- _Goal a_
Pull out each line of the listing below that contains the word "flag", and copy those lines unchanged.

___ Selected extract

Veritas-bu

[Veritas-bu] Monitoring perfomance at the buffer level

2004-08-12 08:59:46
Subject: [Veritas-bu] Monitoring perfomance at the buffer level
From: dave.markham AT icl DOT net (Dave Markham)
Date: Thu, 12 Aug 2004 13:59:46 +0100
Ed Wilts wrote:

>On Tue, Aug 10, 2004 at 03:59:35PM -0600, Mark.Donaldson AT cexp DOT com wrote:
>  
>
>>Here's a quick and dirty script that sweeps the bptm logs on a media server
>>for a supplied policy name and reports the "fill_buffer, waiting on empty
>>buffer" and "write_backup, waiting on full buffer" statistics.
>>
>>Output looks like this:
>>
>>    
>>
>>>policy_perf Hot_PRD
>>>      
>>>
>>## Gathering data..........Done.
>>## Write to buffer waiting on available buffer:
>>Min: 0  Avg: 356  Max: 5877 with 285 samples
>>
>>## Write to tape waiting on full buffer:
>>Min: 0  Avg: 43373  Max: 290583 with 7 samples
>>    
>>
>
>I've added a section to optionally pass in a date so I can go back
>through previous days logs and here's a sample:
>
>[root@osiris ewilts]# ./perf.sh osiris-vpn 081004
>Using /usr/openv/netbackup/logs/bptm/log.081004
>## Gathering data.................................................Done.
>## Write to buffer waiting on available buffer:
>Min: 0  Avg: 1216  Max: 42479 with 150 samples
>
>## Write to tape waiting on full buffer:
>Min: 317  Avg: 34382  Max: 157723 with 48 samples
> 
>  
>
>>If the Write to Buffer is waiting for an available empty buffer a whole
>>bunch, then perhaps you should increase your buffer count.  If you're tape
>>writing process waiting on a full buffer a lot, then you're starving your
>>tape drives and you should find a way to increase the delivery of client
>>data to your media server or increase your multiplexing factor.

______
___ Recorded data

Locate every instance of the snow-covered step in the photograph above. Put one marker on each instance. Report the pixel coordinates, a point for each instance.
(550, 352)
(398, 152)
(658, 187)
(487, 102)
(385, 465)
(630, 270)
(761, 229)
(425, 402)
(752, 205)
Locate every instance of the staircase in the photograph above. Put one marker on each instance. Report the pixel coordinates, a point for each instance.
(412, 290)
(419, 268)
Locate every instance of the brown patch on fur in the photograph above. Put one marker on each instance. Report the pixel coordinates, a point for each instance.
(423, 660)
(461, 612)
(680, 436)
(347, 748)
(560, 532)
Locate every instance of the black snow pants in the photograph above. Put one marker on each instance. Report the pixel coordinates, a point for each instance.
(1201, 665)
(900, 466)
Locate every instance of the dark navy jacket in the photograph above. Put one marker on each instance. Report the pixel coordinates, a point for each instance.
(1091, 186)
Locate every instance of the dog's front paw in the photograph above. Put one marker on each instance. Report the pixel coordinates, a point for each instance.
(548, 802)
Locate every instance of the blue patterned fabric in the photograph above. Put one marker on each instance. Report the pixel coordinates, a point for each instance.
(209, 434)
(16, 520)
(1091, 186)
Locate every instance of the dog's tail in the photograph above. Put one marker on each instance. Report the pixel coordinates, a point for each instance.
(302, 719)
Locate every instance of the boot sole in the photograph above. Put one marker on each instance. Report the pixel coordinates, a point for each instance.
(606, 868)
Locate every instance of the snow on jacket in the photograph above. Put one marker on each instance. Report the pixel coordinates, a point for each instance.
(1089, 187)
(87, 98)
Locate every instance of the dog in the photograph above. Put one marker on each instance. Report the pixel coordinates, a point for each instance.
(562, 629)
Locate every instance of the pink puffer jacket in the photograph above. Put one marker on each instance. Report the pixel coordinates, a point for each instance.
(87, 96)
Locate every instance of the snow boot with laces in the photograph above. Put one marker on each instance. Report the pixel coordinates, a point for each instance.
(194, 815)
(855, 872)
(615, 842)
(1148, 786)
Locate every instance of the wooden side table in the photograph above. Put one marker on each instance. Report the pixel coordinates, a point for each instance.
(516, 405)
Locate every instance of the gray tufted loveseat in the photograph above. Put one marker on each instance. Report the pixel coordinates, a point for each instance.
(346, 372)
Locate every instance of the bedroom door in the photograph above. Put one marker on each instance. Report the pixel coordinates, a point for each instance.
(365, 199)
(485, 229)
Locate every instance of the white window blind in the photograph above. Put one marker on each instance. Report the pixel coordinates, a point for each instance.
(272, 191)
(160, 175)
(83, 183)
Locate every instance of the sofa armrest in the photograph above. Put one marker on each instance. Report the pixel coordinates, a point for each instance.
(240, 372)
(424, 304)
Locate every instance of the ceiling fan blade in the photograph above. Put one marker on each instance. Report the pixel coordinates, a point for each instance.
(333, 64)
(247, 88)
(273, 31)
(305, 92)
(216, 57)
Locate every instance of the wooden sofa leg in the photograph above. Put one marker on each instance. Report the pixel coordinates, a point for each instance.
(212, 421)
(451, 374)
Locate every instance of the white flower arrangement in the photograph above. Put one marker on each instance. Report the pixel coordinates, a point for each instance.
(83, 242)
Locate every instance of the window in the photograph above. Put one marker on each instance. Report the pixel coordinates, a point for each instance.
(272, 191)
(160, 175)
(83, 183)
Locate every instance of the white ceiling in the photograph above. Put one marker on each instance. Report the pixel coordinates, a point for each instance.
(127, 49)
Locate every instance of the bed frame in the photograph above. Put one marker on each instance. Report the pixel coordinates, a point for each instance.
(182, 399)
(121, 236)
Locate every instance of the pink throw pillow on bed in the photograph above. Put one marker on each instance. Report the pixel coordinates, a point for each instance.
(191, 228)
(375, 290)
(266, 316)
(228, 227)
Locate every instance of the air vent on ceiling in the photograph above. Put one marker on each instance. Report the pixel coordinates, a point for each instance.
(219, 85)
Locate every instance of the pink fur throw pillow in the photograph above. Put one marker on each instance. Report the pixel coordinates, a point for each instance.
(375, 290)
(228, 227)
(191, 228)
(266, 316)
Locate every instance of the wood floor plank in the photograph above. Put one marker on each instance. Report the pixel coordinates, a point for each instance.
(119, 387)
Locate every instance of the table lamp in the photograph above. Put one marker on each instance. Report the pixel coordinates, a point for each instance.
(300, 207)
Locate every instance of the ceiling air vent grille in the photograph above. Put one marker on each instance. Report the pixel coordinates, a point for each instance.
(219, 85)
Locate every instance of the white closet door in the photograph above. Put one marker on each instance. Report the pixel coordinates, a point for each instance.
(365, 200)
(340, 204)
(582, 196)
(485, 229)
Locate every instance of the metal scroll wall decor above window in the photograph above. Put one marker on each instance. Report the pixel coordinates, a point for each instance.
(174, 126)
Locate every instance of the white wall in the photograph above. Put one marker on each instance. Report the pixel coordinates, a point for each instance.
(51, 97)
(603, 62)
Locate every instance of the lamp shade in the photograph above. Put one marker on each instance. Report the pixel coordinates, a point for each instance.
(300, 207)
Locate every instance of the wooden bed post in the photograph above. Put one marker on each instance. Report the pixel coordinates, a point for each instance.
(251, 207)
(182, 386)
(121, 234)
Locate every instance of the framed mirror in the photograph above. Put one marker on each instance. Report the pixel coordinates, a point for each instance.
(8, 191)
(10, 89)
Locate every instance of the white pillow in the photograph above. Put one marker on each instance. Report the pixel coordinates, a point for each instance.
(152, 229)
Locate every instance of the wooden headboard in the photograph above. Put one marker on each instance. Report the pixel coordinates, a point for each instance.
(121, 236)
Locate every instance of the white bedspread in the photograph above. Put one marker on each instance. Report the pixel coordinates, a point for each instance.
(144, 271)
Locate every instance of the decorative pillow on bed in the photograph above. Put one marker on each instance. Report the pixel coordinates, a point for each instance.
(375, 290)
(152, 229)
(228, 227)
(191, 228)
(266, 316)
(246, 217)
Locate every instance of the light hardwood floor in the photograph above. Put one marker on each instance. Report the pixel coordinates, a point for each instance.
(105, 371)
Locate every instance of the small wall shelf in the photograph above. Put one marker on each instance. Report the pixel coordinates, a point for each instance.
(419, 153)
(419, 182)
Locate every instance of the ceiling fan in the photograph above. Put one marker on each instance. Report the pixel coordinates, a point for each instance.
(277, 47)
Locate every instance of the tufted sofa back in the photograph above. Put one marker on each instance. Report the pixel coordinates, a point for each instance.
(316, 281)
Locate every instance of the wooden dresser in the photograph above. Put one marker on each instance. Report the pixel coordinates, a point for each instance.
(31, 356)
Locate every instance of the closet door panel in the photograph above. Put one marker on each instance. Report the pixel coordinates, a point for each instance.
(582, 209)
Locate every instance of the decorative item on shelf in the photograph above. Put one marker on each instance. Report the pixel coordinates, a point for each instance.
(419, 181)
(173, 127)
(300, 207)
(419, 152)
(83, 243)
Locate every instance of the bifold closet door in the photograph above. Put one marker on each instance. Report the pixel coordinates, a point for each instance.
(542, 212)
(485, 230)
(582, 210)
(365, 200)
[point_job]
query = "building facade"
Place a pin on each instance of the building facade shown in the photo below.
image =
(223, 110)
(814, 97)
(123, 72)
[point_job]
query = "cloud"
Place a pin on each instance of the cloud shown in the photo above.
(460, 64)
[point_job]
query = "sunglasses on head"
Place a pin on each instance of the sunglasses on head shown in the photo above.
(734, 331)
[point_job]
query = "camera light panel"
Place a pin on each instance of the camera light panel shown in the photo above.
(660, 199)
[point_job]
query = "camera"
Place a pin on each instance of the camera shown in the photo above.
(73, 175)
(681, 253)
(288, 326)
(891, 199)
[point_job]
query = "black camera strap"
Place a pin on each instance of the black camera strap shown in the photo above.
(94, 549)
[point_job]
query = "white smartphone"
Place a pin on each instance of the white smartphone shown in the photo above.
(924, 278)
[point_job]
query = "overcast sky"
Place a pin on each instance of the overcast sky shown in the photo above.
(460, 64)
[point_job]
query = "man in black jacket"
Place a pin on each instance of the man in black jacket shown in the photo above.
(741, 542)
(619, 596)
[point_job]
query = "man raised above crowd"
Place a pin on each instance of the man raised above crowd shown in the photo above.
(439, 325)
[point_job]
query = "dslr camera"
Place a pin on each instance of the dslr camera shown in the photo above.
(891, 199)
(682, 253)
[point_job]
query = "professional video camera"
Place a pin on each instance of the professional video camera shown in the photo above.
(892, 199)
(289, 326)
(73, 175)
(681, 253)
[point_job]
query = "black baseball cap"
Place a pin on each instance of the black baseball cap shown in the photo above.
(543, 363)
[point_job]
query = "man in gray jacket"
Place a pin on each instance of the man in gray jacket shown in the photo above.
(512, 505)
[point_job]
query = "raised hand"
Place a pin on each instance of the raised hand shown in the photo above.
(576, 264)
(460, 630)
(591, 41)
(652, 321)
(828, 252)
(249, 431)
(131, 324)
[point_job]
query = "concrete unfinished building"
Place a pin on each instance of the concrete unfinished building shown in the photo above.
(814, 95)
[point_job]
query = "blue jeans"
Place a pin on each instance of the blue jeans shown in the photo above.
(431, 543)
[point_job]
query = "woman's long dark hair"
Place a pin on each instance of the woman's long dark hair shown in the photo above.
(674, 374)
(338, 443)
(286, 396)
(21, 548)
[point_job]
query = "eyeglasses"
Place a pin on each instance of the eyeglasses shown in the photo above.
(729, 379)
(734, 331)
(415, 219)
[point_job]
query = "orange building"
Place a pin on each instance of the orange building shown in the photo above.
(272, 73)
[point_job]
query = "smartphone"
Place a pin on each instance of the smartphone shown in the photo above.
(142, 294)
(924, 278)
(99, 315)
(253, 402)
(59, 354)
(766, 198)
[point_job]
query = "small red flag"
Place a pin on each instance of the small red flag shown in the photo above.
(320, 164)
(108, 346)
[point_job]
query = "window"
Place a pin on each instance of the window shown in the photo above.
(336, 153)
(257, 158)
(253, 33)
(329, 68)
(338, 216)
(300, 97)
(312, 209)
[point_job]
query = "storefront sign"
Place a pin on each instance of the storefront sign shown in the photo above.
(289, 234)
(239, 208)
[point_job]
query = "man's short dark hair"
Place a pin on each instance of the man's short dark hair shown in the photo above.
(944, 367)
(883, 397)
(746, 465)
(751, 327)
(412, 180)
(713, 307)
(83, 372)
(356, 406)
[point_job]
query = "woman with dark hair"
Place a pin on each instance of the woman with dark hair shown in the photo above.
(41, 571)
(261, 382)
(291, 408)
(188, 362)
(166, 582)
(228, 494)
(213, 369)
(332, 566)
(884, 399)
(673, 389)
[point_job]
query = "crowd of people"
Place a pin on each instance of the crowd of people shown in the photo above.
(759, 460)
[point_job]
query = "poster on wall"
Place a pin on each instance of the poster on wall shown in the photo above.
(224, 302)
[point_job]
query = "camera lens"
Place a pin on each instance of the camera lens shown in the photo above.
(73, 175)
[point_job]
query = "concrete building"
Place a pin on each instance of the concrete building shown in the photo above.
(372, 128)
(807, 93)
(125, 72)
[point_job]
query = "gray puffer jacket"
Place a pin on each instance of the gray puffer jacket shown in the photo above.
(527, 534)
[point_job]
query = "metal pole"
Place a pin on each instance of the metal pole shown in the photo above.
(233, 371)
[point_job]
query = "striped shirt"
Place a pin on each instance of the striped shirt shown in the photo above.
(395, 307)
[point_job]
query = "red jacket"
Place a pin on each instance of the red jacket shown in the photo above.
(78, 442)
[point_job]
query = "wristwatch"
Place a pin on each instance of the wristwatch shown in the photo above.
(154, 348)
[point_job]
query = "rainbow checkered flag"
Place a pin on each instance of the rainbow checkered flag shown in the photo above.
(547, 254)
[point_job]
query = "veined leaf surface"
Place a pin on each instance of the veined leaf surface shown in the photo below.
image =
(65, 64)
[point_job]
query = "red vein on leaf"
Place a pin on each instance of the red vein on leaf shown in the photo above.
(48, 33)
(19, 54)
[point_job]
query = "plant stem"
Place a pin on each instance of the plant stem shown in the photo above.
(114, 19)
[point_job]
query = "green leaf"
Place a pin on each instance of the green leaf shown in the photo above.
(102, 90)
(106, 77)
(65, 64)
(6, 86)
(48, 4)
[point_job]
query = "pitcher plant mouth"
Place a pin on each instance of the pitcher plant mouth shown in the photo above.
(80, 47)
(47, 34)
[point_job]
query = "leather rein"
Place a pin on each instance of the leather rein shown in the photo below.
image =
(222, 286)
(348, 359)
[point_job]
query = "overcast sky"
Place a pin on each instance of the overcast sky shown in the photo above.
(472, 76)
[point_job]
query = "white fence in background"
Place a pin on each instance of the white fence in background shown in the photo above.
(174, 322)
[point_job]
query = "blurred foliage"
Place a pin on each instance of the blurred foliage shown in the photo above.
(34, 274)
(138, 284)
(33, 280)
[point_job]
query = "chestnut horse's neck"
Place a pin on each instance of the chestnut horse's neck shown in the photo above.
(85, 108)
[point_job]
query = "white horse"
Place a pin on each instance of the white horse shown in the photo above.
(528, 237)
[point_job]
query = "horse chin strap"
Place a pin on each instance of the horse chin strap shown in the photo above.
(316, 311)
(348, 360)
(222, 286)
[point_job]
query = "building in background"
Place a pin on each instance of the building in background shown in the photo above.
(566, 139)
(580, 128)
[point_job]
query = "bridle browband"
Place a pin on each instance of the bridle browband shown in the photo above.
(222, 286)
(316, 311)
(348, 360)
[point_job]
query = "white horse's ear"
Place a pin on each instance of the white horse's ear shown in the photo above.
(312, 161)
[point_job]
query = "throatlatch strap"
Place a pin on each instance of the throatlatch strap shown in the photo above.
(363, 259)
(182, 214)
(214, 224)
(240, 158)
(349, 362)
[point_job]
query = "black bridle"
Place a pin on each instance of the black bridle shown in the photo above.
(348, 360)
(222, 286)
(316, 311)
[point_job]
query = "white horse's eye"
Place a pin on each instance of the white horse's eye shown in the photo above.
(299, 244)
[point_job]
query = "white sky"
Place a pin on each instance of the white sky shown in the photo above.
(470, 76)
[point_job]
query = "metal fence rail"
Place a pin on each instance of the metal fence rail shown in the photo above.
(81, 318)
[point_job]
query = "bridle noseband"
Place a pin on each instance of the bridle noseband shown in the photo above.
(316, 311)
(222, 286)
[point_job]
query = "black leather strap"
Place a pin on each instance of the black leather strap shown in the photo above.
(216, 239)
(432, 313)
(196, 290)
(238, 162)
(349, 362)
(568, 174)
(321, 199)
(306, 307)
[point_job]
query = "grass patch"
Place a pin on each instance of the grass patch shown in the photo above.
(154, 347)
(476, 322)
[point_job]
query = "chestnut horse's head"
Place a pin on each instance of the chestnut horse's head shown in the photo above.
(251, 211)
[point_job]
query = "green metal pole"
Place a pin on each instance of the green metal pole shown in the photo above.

______

- _Goal b_
Write what comes next in the mailing-list thread above on NetBackup buffer wait statistics, starting after its final sentence.

- _Final answer a_
query = "small red flag"
Place a pin on each instance of the small red flag shown in the photo above.
query = "rainbow checkered flag"
Place a pin on each instance of the rainbow checkered flag shown in the photo above.

- _Final answer b_
>>    
>>
>
>So what's a "whole bunch"?  Is what I'm seeing an issue I should deal
>with?  Don't things like incrementals really slow down the tape
>processing?
>
>Can it be broken down by host instead of by policy?  Having multiple
>hosts per policy would make it difficult to target a system to fix.
>There's also the minor issue of not knowing which hosts or policies even
>have buffer messages in bptm.  The script is an excellent start though.
>
>My overall issue is that although we have GigE connections between many
>hosts and the media servers, and trying to drive 8 SDLT220 drives in an
>L700, we almost never exceed 11MBs of traffic coming into the media
>servers. It's like there's a cap there that we just haven't been able to
>remove. 
>
>Thanks,
>        .../Ed
>
>  
>
I just saw this script at beginning of this thread and my current today 
log file has no policy info so i quickly added a dirty way to check 
yesterdays log with a -y flag

policy=$1
yesterday=$2


today=`date +%m%d%y`
TMPFILEf=/tmp/`basename $0`.tmp.f
TMPFILEw=/tmp/`basename $0`.tmp.w

[ -f $TMPFILEf ] && rm -f $TMPFILEf
[ -f $TMPFILEw ] && rm -f $TMPFILEw

[ $2 = "" ] && yesterday = "undef"

if [ $yesterday = "-y" ]
then
        if [ -n `echo $today | grep ^0` ]
        then
                today1=`expr $today - 1`
                today=0$today1
        else
        today=`expr $today - 1`
        fi
fi

echo "## Gathering data.\c"
...............script continues



On answer to your capping have you check the gigabit ndd settings for 
the device ? This may help :-

This is nicked from a script i wrote to auto set device paremeters on 
boot up or if ran manually to check them.

do_check_ge()
{
        DEV=$1
        INST=$2

        ndd -set $DEV instance ${INST}
        echo "+-------------------+"
        if [ `ndd $DEV link_status` = 0 ];then
                echo "$DEV${INST} status is down";else
                echo "$DEV${INST} status is up"
        fi

        if [ `ndd $DEV link_speed` = 1000 ];then
                echo "$DEV${INST} link speed 1000 Mbps";else
                echo "$DEV${INST} link not up"
        fi

        if [ `ndd $DEV link_mode` = 0 ];then
                echo "$DEV${INST} link mode Half-Duplex";else
                echo "$DEV${INST} link mode Full-Duplex"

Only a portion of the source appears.